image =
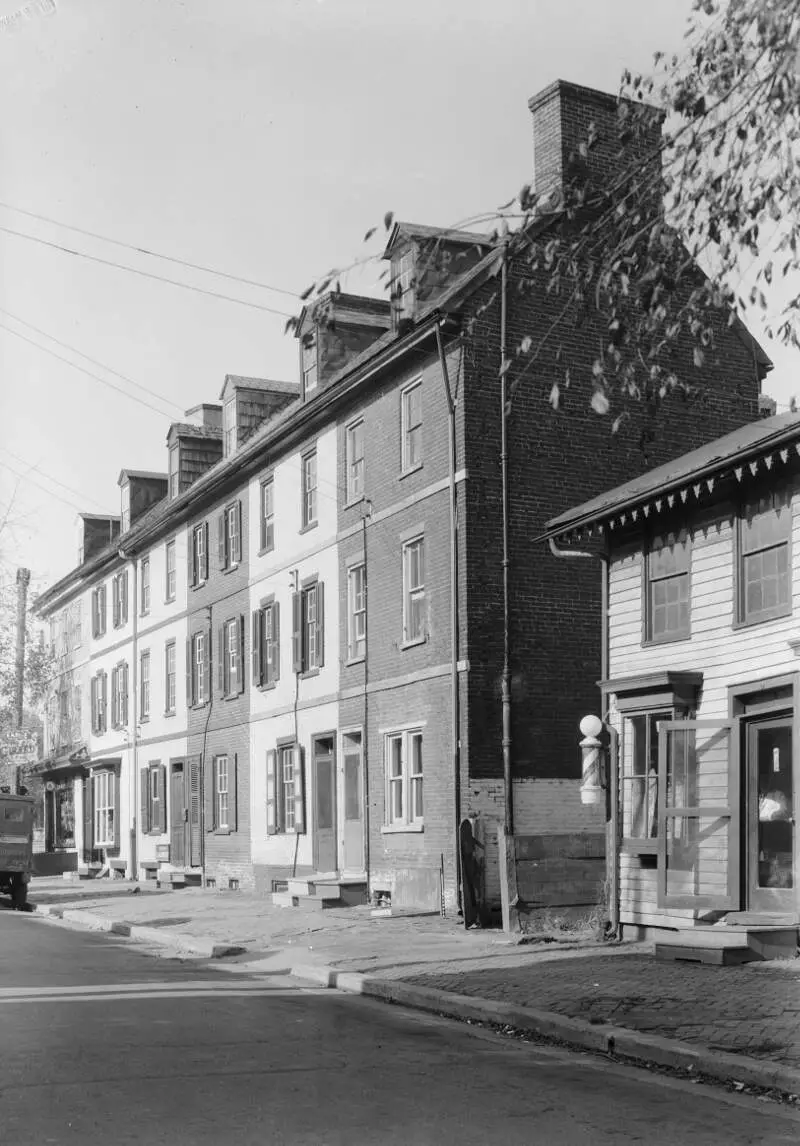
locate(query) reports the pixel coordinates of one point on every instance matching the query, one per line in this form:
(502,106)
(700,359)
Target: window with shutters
(232,657)
(308,628)
(308,473)
(414,591)
(357,612)
(354,461)
(99,617)
(144,579)
(200,555)
(170,679)
(404,779)
(267,644)
(104,811)
(144,685)
(267,515)
(410,426)
(171,574)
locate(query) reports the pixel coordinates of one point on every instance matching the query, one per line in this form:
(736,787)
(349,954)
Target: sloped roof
(744,445)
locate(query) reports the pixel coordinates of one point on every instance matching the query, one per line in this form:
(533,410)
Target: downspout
(612,794)
(506,682)
(454,612)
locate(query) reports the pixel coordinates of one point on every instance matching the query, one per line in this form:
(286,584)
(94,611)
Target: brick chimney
(626,131)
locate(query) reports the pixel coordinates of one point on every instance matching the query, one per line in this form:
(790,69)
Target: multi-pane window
(144,604)
(763,557)
(170,677)
(354,461)
(414,590)
(308,464)
(410,418)
(144,685)
(667,586)
(357,611)
(267,515)
(404,778)
(104,809)
(171,574)
(640,774)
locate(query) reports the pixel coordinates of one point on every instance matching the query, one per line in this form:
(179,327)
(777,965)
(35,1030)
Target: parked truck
(16,847)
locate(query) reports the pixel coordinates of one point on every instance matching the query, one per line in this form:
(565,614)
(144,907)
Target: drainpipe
(612,799)
(506,682)
(454,610)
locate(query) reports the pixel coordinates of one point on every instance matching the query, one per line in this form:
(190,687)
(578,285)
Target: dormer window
(229,426)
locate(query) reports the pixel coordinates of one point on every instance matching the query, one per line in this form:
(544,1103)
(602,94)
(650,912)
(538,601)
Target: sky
(257,138)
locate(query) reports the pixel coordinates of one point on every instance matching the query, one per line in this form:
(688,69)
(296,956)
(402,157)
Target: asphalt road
(103,1044)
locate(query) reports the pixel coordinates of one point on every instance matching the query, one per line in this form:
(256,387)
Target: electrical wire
(144,250)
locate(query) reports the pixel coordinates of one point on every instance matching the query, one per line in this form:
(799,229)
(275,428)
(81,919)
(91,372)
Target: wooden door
(769,824)
(324,806)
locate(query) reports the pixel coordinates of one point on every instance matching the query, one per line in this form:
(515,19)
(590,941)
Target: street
(102,1043)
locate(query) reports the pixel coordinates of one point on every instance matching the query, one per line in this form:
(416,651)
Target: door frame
(335,823)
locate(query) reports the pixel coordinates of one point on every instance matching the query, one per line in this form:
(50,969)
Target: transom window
(667,586)
(763,570)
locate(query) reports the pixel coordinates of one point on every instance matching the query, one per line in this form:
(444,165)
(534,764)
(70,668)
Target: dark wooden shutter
(256,651)
(298,762)
(272,792)
(209,794)
(162,798)
(240,667)
(221,540)
(297,632)
(320,625)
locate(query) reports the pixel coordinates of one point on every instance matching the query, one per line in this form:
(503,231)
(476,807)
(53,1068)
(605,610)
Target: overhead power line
(144,250)
(144,274)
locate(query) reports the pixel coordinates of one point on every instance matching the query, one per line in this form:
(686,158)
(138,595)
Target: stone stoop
(729,943)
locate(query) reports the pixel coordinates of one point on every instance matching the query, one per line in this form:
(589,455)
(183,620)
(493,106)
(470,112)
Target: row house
(374,646)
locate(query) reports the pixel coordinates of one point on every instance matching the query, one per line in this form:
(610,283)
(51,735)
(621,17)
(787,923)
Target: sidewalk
(734,1022)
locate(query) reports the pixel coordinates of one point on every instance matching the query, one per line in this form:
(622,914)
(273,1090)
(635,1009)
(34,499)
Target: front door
(324,805)
(178,816)
(770,816)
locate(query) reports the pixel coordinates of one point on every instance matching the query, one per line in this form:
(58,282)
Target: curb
(187,944)
(618,1041)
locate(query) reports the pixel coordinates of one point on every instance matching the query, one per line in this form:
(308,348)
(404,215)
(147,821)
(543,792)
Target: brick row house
(339,611)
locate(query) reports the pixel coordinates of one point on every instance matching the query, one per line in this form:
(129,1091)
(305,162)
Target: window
(667,587)
(99,703)
(221,802)
(308,489)
(171,585)
(267,644)
(200,554)
(174,471)
(104,825)
(99,611)
(414,591)
(355,465)
(119,696)
(640,774)
(357,612)
(119,599)
(144,685)
(285,790)
(763,573)
(412,426)
(267,515)
(197,675)
(308,628)
(404,778)
(229,535)
(232,657)
(154,799)
(146,586)
(229,426)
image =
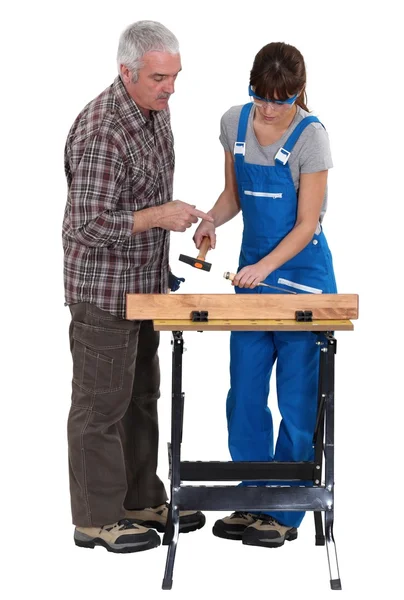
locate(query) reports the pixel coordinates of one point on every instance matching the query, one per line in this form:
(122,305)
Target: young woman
++++++
Pull out each line of the material that contains the word "house".

Target: row house
Target: brick row house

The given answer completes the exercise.